▸ Предложенный отрывок
· · · · ·

Издательский дом «Медина»
Поиск rss Написать нам
Главная » Исламская теология и коранические науки
Коранические чтения III. «Неужто они не разумеют!» /Тауфик Ибрагим/
28.01.2009

Фальсафа: философия и религия – близнецы

Хотя фальсафа нередко трактовалась ревнителями правоверия как ересь, но именно в ней был осуществлен синтез всемирно-исторического значения: объединение античной философии с монотеистическим ревелятивизмом, впоследствии воспринятое иудаизмом и христианством. Фалясифа (учителя фальсафы) впервые ввели определение «Бытийно-Необходимое» (или «Необходимо-Сущее», ваджиб аль-вуджуд), что впоследствии стало типичным обозначением Бога в теологии ислама, иудаизма, отчасти и христианства. Фалясифа «офилософствовали», «интеллектуализировали» мусульманское вероучение, философски (метафизико-онтологически) осмысливая кораническую космогонию, ангелологию, профетологию, теодицею и эсхатологию[1].

В трактате «О первой философии» родоначальник фальсафы аль-Кинди доказывает, что философия не отличается от религии. Ведь философия – это знание (наука) об истинной природе вещей, и в таком знании «заключается знание о божественности (рубубиййа), знание о единственности [Бога], знание о добродетели, знание обо всем полезном и о пути, ведущем ко всему полезному, знание о том, как держаться в стороне от всего вредного и как остерегаться его. Приобретение всех этих знаний есть как раз то, с чем явились истинные посланники Божьи.., а именно – признание божественности Бога единого, следование добродетелям и избегание пороков, противоположных добродетелям как по своей сущности, так и по своим последователям»*[2].

Как до него Аристотель (в трактате «Пропрептик», или «Увещание к философии»), аль-Кинди показывает, что, ниспровергая философию, враги ее вынуждены стать на философский путь: «Из самих слов противников [философии] непременно следует необходимость ее приобретения. Ведь им приходится либо признать необходимость философии, либо отрицать ее необходимость. Если они признают ее необходимость, то они должны искать философию. А если они отрицают ее необходимость, то они должны раскрыть причину своего отрицания и обосновать его с помощью доказательства. Раскрытие же причины и приведение доказательства принадлежит именно науке об истинной природе вещей»*[3], т. е. философии.

По мысли аль-Кинди, истина – общечеловеческое достояние, и благоверный мусульманин должен быть открыт на философское достижение других культур: «Нам не следует стыдиться одобрения и обретения истины, откуда бы она ни исходила – пусть даже от далеких от нас [по времени] или отличных от нас [по вере] народов. Для искателя истины нет ничего лучше самой истины: истина не принижается и не умаляется из-за того, кто ее высказал или передал; и никого не унизит [приобретение] истины – наоборот, истина возвышает любого»*[4].

· · · · ·

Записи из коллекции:
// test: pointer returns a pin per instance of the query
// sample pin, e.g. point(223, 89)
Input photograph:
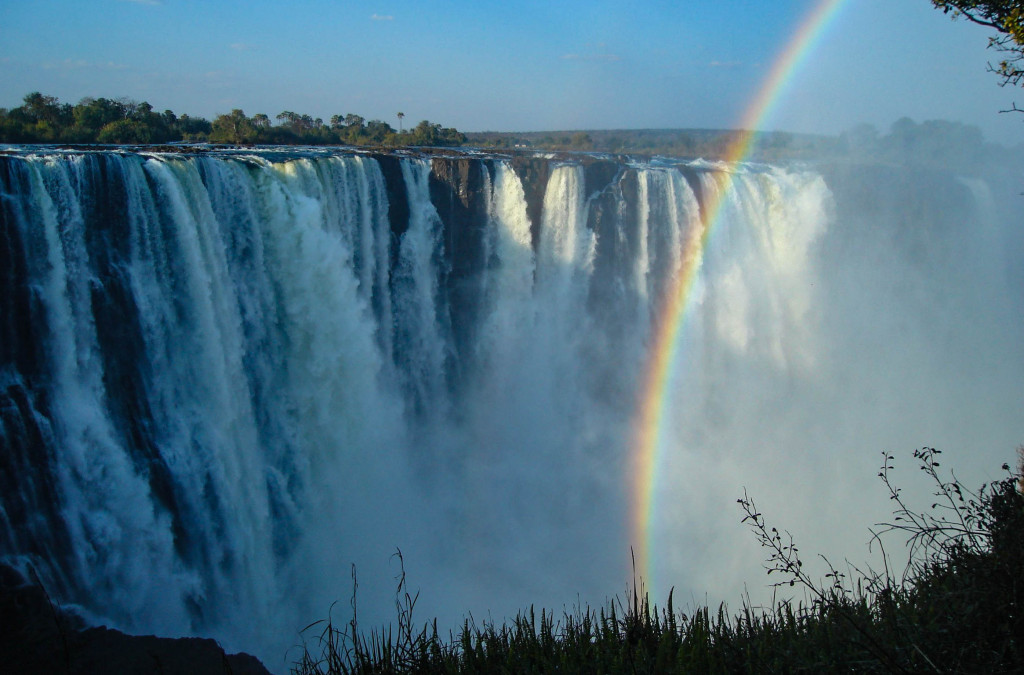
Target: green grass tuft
point(956, 607)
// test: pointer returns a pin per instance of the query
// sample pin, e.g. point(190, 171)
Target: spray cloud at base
point(228, 377)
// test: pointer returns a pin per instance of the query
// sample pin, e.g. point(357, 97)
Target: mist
point(259, 375)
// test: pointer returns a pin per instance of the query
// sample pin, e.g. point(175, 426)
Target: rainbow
point(647, 445)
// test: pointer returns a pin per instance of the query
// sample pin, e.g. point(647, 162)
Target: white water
point(296, 373)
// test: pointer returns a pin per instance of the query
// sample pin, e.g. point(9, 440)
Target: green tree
point(1007, 17)
point(232, 128)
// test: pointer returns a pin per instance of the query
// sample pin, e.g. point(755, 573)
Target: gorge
point(232, 382)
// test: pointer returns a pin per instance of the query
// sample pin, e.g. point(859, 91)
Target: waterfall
point(229, 376)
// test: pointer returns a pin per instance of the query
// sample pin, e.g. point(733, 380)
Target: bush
point(954, 607)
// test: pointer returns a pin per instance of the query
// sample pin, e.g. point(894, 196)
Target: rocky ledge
point(36, 636)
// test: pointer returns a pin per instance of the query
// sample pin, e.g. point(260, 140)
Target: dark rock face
point(457, 191)
point(38, 637)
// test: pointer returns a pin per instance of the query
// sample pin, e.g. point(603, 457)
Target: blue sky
point(511, 66)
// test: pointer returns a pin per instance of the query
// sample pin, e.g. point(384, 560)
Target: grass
point(957, 606)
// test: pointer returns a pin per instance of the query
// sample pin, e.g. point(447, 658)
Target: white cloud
point(78, 64)
point(592, 57)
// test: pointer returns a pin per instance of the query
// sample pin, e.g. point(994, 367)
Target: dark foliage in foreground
point(955, 607)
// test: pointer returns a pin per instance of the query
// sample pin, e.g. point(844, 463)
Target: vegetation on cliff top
point(44, 119)
point(957, 606)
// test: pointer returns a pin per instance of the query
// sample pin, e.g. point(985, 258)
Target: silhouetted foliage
point(955, 607)
point(1007, 17)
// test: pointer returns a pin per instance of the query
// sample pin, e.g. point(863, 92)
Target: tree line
point(43, 119)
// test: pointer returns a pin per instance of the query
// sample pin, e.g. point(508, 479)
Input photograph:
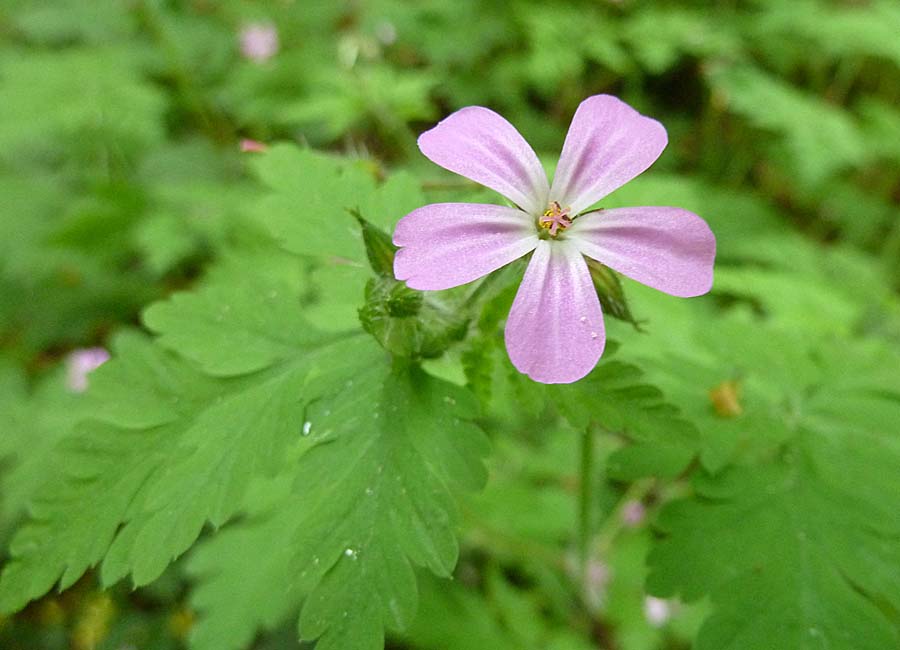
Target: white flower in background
point(79, 365)
point(657, 611)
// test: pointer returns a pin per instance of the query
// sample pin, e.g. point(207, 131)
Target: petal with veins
point(479, 144)
point(669, 249)
point(608, 144)
point(555, 332)
point(448, 244)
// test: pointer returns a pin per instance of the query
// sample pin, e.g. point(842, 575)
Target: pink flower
point(259, 41)
point(555, 331)
point(80, 363)
point(657, 611)
point(252, 146)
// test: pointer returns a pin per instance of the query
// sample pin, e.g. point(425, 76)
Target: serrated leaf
point(807, 124)
point(373, 499)
point(170, 450)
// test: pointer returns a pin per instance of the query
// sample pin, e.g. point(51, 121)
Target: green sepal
point(408, 324)
point(379, 248)
point(612, 295)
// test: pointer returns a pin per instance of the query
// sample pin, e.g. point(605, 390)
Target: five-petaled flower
point(555, 331)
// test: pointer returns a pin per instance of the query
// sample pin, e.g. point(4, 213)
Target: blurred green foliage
point(757, 428)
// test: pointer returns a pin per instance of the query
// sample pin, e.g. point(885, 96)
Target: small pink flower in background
point(634, 513)
point(79, 365)
point(252, 146)
point(259, 41)
point(657, 611)
point(555, 331)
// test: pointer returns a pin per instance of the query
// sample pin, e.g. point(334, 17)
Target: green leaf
point(373, 498)
point(797, 542)
point(615, 397)
point(793, 556)
point(310, 211)
point(808, 125)
point(170, 449)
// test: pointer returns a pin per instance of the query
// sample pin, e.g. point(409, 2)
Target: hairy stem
point(585, 502)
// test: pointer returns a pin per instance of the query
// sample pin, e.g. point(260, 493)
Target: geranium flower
point(554, 333)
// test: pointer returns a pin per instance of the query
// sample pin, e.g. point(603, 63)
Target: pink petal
point(555, 333)
point(448, 244)
point(608, 144)
point(477, 143)
point(669, 249)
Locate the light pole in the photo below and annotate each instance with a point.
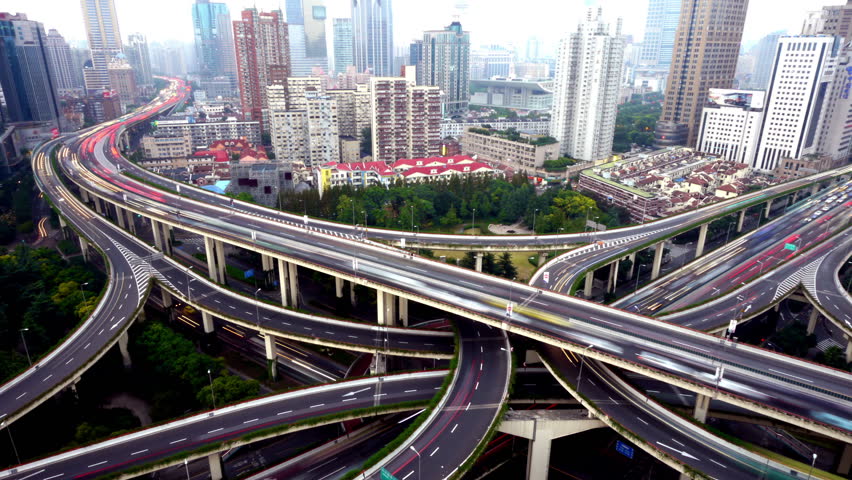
(418, 460)
(582, 360)
(18, 458)
(212, 394)
(25, 345)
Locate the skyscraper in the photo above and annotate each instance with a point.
(706, 50)
(61, 65)
(263, 57)
(372, 27)
(446, 64)
(139, 58)
(25, 78)
(104, 40)
(660, 27)
(306, 27)
(344, 56)
(588, 73)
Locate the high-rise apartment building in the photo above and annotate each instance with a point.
(446, 65)
(25, 79)
(61, 64)
(372, 27)
(104, 40)
(799, 92)
(660, 26)
(139, 59)
(214, 42)
(344, 56)
(406, 119)
(588, 75)
(263, 57)
(707, 45)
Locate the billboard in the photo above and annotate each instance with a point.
(736, 98)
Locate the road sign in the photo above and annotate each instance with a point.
(624, 449)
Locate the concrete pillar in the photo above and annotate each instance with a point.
(293, 274)
(702, 404)
(538, 458)
(658, 260)
(403, 311)
(84, 248)
(271, 356)
(207, 320)
(284, 282)
(590, 281)
(702, 237)
(125, 354)
(338, 287)
(812, 320)
(215, 462)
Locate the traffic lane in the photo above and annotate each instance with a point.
(476, 397)
(227, 424)
(704, 454)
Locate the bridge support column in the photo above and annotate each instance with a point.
(386, 308)
(658, 260)
(702, 237)
(702, 404)
(207, 320)
(125, 354)
(215, 462)
(271, 356)
(338, 287)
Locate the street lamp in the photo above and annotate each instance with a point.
(582, 360)
(212, 394)
(18, 458)
(25, 345)
(418, 460)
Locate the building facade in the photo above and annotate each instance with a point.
(445, 64)
(707, 45)
(104, 41)
(263, 57)
(586, 86)
(372, 28)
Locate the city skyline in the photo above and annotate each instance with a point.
(762, 18)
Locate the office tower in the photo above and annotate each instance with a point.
(139, 59)
(446, 65)
(306, 27)
(707, 46)
(104, 41)
(660, 27)
(214, 42)
(406, 119)
(588, 73)
(25, 79)
(61, 64)
(372, 28)
(764, 56)
(344, 56)
(263, 57)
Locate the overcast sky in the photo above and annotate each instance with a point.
(489, 21)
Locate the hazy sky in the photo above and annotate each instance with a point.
(489, 21)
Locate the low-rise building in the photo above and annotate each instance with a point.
(524, 151)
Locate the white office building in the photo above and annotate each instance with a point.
(586, 87)
(730, 124)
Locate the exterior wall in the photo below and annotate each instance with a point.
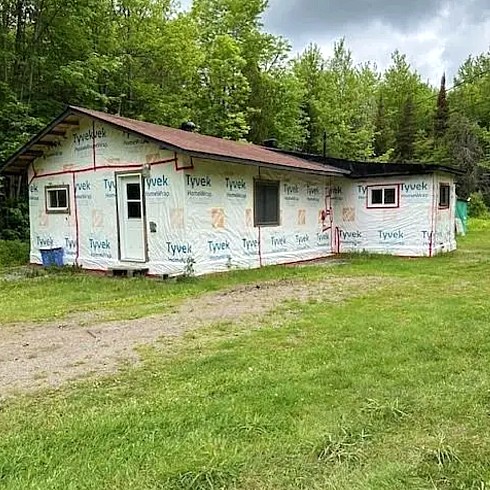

· · · · ·

▸ Набор заданий
[a] Ответьте по тексту о фальсафе на три вопроса.
(i) Какое определение, ставшее впоследствии типичным обозначением Бога, впервые ввели фалясифа?
(ii) Как называется трактат, в котором аль-Кинди доказывает, что философия не отличается от религии?
(iii) В каком трактате до аль-Кинди Аристотель показывал, что враги философии вынуждены стать на философский путь?
[b] Продублируйте дословно фрагмент текста о фальсафе, начиная со слов «Хотя фальсафа нередко» и продолжая до слов «теодицею и эсхатологию[1].» включительно.

▸ Решения заданий
[a]
(i) «Бытийно-Необходимое» (или «Необходимо-Сущее», ваджиб аль-вуджуд).
(ii) «О первой философии».
(iii) «Пропрептик», или «Увещание к философии».

[b]
Хотя фальсафа нередко трактовалась ревнителями правоверия как ересь, но именно в ней был осуществлен синтез всемирно-исторического значения: объединение античной философии с монотеистическим ревелятивизмом, впоследствии воспринятое иудаизмом и христианством. Фалясифа (учителя фальсафы) впервые ввели определение «Бытийно-Необходимое» (или «Необходимо-Сущее», ваджиб аль-вуджуд), что впоследствии стало типичным обозначением Бога в теологии ислама, иудаизма, отчасти и христианства. Фалясифа «офилософствовали», «интеллектуализировали» мусульманское вероучение, философски (метафизико-онтологически) осмысливая кораническую космогонию, ангелологию, профетологию, теодицею и эсхатологию[1].